---------- Provided information
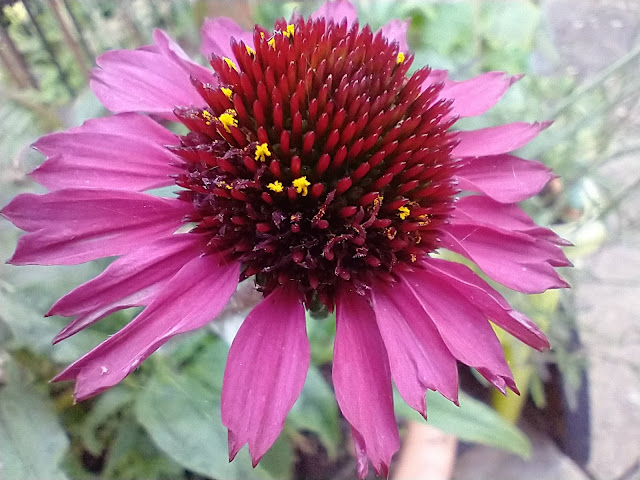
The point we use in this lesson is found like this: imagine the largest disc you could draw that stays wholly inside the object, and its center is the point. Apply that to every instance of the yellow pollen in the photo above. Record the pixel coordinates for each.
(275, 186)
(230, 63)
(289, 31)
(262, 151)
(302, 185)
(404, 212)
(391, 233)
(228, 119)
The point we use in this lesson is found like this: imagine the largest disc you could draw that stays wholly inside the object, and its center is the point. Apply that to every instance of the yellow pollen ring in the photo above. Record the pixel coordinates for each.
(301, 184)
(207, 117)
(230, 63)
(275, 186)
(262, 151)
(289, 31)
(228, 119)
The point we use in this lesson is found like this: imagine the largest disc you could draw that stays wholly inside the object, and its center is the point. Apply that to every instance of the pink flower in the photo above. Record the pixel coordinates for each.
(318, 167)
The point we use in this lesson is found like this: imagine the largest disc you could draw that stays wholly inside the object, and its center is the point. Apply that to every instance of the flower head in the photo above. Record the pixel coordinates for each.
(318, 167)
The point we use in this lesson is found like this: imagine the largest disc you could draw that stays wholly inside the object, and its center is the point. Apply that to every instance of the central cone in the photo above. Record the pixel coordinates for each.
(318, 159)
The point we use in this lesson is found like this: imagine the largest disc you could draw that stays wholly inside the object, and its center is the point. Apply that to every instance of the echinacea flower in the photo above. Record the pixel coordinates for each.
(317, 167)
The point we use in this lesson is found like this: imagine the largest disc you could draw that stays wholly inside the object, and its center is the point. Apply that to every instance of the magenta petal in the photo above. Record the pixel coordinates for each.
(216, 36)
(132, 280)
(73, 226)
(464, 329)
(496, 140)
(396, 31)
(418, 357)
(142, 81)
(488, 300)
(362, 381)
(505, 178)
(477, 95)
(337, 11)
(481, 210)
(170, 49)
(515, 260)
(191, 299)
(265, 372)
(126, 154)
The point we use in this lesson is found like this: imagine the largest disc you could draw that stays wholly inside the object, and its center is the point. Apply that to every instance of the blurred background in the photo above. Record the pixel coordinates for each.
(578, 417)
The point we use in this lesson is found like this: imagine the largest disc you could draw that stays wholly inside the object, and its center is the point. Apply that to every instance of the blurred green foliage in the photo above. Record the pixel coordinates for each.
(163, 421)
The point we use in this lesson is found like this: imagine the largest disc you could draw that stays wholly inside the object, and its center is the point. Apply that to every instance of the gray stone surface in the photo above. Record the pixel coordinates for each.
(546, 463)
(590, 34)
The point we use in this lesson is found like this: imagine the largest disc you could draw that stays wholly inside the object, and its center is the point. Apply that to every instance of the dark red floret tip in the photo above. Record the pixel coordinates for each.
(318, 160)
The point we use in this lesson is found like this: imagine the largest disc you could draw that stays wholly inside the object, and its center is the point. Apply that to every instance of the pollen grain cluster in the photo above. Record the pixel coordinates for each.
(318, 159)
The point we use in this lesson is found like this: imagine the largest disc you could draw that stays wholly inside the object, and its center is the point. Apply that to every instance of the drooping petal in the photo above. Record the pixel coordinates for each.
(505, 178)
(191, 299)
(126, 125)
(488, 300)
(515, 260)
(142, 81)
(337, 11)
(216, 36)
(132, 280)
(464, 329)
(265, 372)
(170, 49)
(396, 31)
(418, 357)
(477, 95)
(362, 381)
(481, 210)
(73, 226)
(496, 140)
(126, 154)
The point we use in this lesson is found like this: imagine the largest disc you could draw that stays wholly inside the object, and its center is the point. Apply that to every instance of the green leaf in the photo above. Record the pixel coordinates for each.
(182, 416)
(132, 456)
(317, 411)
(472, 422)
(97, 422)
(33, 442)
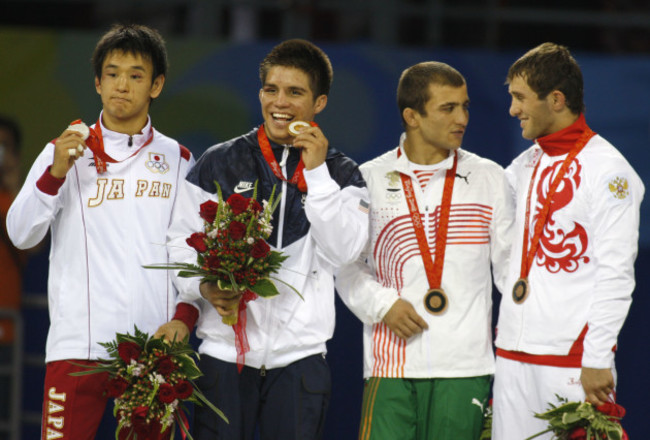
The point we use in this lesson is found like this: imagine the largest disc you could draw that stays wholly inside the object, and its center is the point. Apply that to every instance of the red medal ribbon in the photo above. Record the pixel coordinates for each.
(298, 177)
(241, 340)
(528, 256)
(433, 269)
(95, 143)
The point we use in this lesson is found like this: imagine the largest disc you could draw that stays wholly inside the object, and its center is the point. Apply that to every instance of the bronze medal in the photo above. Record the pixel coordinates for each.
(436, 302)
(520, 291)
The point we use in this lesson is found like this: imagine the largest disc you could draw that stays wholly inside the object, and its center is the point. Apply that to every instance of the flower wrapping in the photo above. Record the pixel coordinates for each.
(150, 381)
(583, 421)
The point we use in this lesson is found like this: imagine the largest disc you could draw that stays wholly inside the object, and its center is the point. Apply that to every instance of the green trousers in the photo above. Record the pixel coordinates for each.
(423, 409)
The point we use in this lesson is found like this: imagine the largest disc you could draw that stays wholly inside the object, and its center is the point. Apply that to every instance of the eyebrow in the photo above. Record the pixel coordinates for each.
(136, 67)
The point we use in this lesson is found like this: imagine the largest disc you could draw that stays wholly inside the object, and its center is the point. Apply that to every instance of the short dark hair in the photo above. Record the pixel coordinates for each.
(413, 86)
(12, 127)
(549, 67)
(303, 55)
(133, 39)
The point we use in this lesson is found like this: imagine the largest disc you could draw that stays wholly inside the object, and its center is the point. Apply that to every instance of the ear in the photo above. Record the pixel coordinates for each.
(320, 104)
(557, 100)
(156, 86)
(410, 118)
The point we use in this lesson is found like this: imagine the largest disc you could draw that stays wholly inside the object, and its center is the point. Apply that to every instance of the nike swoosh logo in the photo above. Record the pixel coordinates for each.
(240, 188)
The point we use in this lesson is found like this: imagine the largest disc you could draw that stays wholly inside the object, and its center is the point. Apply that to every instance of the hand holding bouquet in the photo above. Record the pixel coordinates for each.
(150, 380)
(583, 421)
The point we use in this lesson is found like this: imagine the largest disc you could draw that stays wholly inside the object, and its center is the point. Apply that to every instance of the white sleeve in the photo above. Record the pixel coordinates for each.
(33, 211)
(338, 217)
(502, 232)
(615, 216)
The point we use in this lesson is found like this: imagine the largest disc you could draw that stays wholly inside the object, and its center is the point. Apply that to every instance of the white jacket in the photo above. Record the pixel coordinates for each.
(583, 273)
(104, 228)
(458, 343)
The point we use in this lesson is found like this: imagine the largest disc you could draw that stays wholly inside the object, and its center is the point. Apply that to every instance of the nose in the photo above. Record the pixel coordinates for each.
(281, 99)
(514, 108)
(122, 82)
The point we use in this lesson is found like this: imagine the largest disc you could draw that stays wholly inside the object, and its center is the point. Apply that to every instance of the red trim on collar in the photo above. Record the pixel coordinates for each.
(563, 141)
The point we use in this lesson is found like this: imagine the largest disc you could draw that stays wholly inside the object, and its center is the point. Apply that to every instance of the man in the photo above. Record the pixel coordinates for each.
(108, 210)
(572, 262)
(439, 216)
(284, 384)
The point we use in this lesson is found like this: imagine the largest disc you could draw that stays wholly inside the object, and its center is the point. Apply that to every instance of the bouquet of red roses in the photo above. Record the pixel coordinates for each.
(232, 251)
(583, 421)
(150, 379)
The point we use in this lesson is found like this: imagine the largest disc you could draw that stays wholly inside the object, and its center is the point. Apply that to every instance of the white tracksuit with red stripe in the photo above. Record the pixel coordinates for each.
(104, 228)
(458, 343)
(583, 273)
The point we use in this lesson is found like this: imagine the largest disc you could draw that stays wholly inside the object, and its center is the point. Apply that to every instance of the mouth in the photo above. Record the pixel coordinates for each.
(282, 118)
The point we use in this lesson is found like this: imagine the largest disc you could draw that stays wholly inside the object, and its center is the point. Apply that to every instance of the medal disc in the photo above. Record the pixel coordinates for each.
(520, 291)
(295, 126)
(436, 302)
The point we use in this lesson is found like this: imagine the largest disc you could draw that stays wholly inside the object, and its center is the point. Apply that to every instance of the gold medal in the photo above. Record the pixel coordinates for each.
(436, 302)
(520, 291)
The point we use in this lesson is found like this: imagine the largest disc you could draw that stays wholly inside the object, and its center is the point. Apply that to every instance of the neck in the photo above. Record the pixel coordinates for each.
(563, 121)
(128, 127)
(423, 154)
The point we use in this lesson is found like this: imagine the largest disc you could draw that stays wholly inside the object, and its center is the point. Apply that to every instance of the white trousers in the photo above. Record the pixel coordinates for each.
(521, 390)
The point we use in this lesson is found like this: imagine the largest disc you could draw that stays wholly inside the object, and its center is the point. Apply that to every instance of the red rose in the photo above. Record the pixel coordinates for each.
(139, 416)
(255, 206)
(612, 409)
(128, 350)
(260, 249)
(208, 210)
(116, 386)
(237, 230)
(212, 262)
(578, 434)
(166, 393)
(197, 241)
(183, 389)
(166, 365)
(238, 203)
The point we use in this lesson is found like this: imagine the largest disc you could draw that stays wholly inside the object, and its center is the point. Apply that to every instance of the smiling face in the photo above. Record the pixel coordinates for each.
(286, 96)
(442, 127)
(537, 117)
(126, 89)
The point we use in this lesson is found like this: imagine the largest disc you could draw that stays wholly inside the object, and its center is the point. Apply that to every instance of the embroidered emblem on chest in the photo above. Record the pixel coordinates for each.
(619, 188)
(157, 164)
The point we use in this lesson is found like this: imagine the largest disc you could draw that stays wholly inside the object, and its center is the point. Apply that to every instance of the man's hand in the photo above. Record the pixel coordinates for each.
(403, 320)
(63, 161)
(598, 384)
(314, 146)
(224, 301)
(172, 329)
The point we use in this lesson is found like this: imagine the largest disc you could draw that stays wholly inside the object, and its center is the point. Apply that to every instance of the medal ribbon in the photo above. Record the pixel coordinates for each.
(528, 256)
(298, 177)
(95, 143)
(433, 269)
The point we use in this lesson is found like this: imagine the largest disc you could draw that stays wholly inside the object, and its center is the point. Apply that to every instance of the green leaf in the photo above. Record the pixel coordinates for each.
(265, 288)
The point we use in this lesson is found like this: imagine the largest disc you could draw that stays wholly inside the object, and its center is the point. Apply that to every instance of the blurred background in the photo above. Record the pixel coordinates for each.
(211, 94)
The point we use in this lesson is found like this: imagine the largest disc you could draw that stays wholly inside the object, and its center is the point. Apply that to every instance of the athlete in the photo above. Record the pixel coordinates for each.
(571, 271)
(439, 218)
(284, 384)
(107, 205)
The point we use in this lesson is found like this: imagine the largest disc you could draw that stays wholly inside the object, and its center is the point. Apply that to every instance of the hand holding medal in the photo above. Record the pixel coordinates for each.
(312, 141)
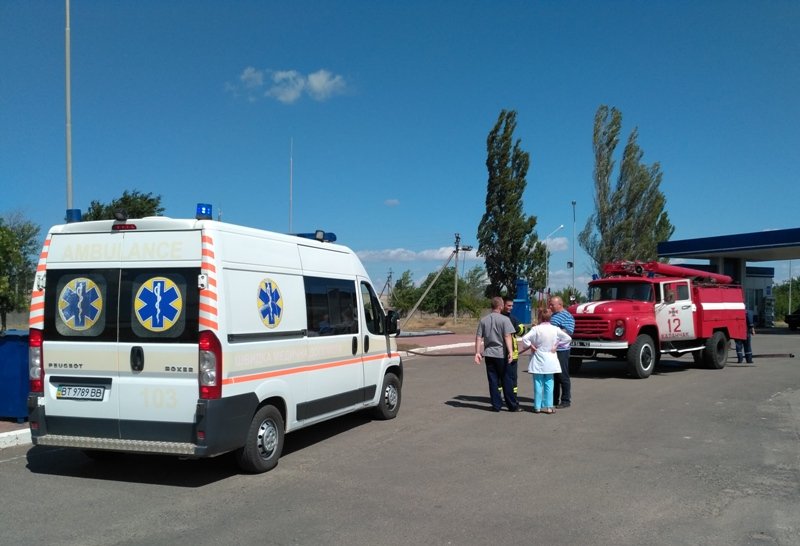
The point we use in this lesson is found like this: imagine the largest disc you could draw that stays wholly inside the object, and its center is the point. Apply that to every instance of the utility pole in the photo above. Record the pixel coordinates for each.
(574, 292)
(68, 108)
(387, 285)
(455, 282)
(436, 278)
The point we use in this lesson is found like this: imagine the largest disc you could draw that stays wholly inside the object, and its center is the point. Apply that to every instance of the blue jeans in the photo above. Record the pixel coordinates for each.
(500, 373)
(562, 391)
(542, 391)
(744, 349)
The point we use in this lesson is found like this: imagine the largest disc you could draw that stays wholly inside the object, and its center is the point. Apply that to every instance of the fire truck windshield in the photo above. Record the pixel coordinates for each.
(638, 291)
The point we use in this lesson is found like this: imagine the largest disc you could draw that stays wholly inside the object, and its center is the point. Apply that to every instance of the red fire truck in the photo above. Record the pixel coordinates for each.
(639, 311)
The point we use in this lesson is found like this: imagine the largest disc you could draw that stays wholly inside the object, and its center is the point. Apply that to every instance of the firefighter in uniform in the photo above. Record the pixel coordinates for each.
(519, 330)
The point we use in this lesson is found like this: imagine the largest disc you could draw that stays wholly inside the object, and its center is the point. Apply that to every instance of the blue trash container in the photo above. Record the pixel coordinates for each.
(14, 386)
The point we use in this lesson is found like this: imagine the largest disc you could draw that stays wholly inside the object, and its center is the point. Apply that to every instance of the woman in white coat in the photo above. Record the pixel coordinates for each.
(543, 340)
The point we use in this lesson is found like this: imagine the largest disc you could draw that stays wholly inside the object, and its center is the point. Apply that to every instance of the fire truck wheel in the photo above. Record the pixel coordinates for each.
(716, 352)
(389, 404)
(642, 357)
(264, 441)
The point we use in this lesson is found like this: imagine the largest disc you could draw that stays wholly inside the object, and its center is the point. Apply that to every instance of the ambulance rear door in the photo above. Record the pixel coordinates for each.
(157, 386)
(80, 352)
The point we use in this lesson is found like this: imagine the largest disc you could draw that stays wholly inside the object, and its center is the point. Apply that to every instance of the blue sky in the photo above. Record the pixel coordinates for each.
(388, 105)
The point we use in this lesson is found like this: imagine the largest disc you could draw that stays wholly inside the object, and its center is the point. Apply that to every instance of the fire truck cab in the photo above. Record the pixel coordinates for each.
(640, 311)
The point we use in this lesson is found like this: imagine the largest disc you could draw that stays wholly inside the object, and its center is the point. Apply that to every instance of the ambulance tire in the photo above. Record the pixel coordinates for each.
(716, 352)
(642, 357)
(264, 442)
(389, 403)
--------------------
Your task is to transcribe the line containing "fire truck cab" and every line after it, through the last line of the data, exactly as written and with nothing more.

The point we use in this lesson is found like this: imagine the largest disc you could draw that stays wholly inside the object, and its center is the point. Apply that to every instance of the fire truck cab in the photo above. Record the pixel coordinates for each.
(640, 311)
The point we use in this lesson is found like this: imagine the largest disc you could draw that stays wholly inside the object, and its center is the point. Apply that to every instance of the ambulance tire in the photo above. Record the pixel coordinates for each.
(716, 352)
(642, 357)
(264, 442)
(389, 403)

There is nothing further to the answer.